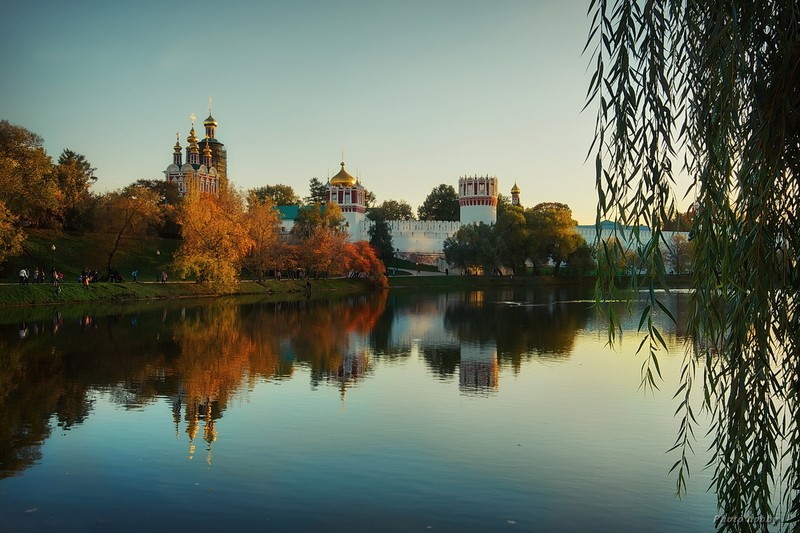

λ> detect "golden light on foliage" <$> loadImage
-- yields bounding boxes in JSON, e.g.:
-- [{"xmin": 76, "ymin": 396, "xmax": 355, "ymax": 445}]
[{"xmin": 175, "ymin": 188, "xmax": 253, "ymax": 288}]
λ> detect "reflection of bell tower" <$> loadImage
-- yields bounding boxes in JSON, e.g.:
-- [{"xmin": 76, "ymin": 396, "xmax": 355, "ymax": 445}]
[
  {"xmin": 177, "ymin": 395, "xmax": 220, "ymax": 464},
  {"xmin": 459, "ymin": 341, "xmax": 498, "ymax": 394}
]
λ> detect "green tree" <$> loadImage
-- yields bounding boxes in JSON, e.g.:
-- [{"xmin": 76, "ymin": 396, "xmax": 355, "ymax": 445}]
[
  {"xmin": 443, "ymin": 223, "xmax": 498, "ymax": 273},
  {"xmin": 367, "ymin": 215, "xmax": 394, "ymax": 266},
  {"xmin": 305, "ymin": 177, "xmax": 327, "ymax": 204},
  {"xmin": 95, "ymin": 185, "xmax": 163, "ymax": 277},
  {"xmin": 133, "ymin": 179, "xmax": 181, "ymax": 238},
  {"xmin": 417, "ymin": 184, "xmax": 459, "ymax": 221},
  {"xmin": 587, "ymin": 0, "xmax": 800, "ymax": 525},
  {"xmin": 493, "ymin": 203, "xmax": 527, "ymax": 274},
  {"xmin": 291, "ymin": 202, "xmax": 345, "ymax": 238},
  {"xmin": 525, "ymin": 202, "xmax": 580, "ymax": 274},
  {"xmin": 250, "ymin": 184, "xmax": 300, "ymax": 206},
  {"xmin": 369, "ymin": 199, "xmax": 414, "ymax": 221},
  {"xmin": 565, "ymin": 241, "xmax": 596, "ymax": 278},
  {"xmin": 54, "ymin": 149, "xmax": 97, "ymax": 231}
]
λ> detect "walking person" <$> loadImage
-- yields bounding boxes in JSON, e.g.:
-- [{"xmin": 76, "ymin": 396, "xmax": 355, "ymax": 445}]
[{"xmin": 131, "ymin": 270, "xmax": 138, "ymax": 283}]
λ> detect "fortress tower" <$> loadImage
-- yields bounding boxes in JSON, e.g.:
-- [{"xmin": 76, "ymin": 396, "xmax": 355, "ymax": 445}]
[
  {"xmin": 458, "ymin": 175, "xmax": 498, "ymax": 225},
  {"xmin": 325, "ymin": 161, "xmax": 367, "ymax": 240}
]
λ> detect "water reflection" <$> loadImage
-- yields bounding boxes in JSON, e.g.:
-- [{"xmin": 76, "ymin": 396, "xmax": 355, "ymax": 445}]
[{"xmin": 0, "ymin": 287, "xmax": 672, "ymax": 480}]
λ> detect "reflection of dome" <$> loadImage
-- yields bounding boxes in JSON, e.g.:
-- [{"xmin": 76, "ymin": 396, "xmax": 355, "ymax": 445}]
[
  {"xmin": 511, "ymin": 182, "xmax": 520, "ymax": 194},
  {"xmin": 330, "ymin": 162, "xmax": 357, "ymax": 187}
]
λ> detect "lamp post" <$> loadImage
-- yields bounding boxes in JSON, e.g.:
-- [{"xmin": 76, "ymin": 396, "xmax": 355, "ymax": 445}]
[
  {"xmin": 156, "ymin": 250, "xmax": 161, "ymax": 282},
  {"xmin": 51, "ymin": 244, "xmax": 56, "ymax": 283}
]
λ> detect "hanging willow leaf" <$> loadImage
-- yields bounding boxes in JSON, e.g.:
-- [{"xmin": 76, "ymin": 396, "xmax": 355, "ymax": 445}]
[{"xmin": 586, "ymin": 0, "xmax": 800, "ymax": 530}]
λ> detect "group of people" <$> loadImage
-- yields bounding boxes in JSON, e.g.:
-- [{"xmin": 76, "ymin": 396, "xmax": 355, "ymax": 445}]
[
  {"xmin": 17, "ymin": 266, "xmax": 171, "ymax": 285},
  {"xmin": 18, "ymin": 267, "xmax": 62, "ymax": 285},
  {"xmin": 80, "ymin": 268, "xmax": 100, "ymax": 287}
]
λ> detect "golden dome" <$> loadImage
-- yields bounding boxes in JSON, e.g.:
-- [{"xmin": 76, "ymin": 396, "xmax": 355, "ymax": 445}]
[
  {"xmin": 330, "ymin": 162, "xmax": 357, "ymax": 187},
  {"xmin": 187, "ymin": 127, "xmax": 198, "ymax": 145},
  {"xmin": 173, "ymin": 133, "xmax": 182, "ymax": 155},
  {"xmin": 204, "ymin": 114, "xmax": 218, "ymax": 127},
  {"xmin": 511, "ymin": 182, "xmax": 521, "ymax": 194}
]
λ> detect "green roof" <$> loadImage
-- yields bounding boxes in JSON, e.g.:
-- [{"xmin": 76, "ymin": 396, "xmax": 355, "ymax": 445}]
[
  {"xmin": 275, "ymin": 204, "xmax": 327, "ymax": 221},
  {"xmin": 276, "ymin": 205, "xmax": 300, "ymax": 220}
]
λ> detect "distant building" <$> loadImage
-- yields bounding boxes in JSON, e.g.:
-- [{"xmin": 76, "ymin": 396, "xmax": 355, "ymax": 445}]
[
  {"xmin": 272, "ymin": 161, "xmax": 505, "ymax": 261},
  {"xmin": 164, "ymin": 113, "xmax": 226, "ymax": 197}
]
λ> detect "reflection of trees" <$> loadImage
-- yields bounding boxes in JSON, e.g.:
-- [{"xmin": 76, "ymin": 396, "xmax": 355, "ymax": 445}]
[
  {"xmin": 0, "ymin": 330, "xmax": 94, "ymax": 479},
  {"xmin": 442, "ymin": 289, "xmax": 592, "ymax": 371},
  {"xmin": 0, "ymin": 292, "xmax": 390, "ymax": 475},
  {"xmin": 422, "ymin": 346, "xmax": 462, "ymax": 378},
  {"xmin": 290, "ymin": 294, "xmax": 385, "ymax": 392}
]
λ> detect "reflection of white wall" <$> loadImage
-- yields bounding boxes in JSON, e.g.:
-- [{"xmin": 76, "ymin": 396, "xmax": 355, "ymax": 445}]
[
  {"xmin": 460, "ymin": 341, "xmax": 497, "ymax": 362},
  {"xmin": 460, "ymin": 341, "xmax": 498, "ymax": 391},
  {"xmin": 389, "ymin": 294, "xmax": 461, "ymax": 351}
]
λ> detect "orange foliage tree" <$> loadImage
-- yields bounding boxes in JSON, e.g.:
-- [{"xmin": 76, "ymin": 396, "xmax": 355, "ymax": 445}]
[
  {"xmin": 243, "ymin": 193, "xmax": 281, "ymax": 281},
  {"xmin": 175, "ymin": 187, "xmax": 253, "ymax": 287},
  {"xmin": 344, "ymin": 241, "xmax": 387, "ymax": 288}
]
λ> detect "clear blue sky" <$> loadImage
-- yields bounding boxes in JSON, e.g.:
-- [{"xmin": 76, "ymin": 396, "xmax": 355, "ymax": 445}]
[{"xmin": 1, "ymin": 0, "xmax": 608, "ymax": 223}]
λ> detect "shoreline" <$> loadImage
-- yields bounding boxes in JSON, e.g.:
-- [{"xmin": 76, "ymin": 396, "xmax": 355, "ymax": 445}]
[{"xmin": 0, "ymin": 274, "xmax": 692, "ymax": 308}]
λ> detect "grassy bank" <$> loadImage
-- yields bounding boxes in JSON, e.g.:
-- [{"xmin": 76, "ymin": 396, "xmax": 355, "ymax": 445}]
[{"xmin": 0, "ymin": 278, "xmax": 371, "ymax": 307}]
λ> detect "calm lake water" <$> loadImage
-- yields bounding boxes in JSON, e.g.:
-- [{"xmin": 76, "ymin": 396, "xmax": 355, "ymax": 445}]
[{"xmin": 0, "ymin": 287, "xmax": 716, "ymax": 532}]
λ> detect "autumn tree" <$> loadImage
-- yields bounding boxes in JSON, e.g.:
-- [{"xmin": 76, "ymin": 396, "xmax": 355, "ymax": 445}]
[
  {"xmin": 175, "ymin": 188, "xmax": 253, "ymax": 287},
  {"xmin": 417, "ymin": 184, "xmax": 459, "ymax": 221},
  {"xmin": 664, "ymin": 233, "xmax": 693, "ymax": 275},
  {"xmin": 244, "ymin": 193, "xmax": 281, "ymax": 281},
  {"xmin": 0, "ymin": 200, "xmax": 24, "ymax": 269},
  {"xmin": 263, "ymin": 239, "xmax": 298, "ymax": 279},
  {"xmin": 343, "ymin": 240, "xmax": 387, "ymax": 288},
  {"xmin": 662, "ymin": 207, "xmax": 695, "ymax": 232},
  {"xmin": 95, "ymin": 185, "xmax": 163, "ymax": 277},
  {"xmin": 0, "ymin": 120, "xmax": 60, "ymax": 227},
  {"xmin": 250, "ymin": 184, "xmax": 300, "ymax": 206},
  {"xmin": 297, "ymin": 225, "xmax": 348, "ymax": 278}
]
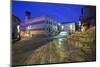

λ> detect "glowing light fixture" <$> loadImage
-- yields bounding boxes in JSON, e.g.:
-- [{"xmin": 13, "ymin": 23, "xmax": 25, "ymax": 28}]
[
  {"xmin": 17, "ymin": 25, "xmax": 20, "ymax": 33},
  {"xmin": 58, "ymin": 23, "xmax": 61, "ymax": 26},
  {"xmin": 61, "ymin": 25, "xmax": 64, "ymax": 30},
  {"xmin": 70, "ymin": 24, "xmax": 73, "ymax": 30},
  {"xmin": 79, "ymin": 21, "xmax": 81, "ymax": 26}
]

▶ _What to work on_: Lines of the listing above that contain the word "water" must all be copied.

▶ _Output_:
λ> detect "water reflection" <$> loadImage
λ> detect "calm lake water" <$> loadImage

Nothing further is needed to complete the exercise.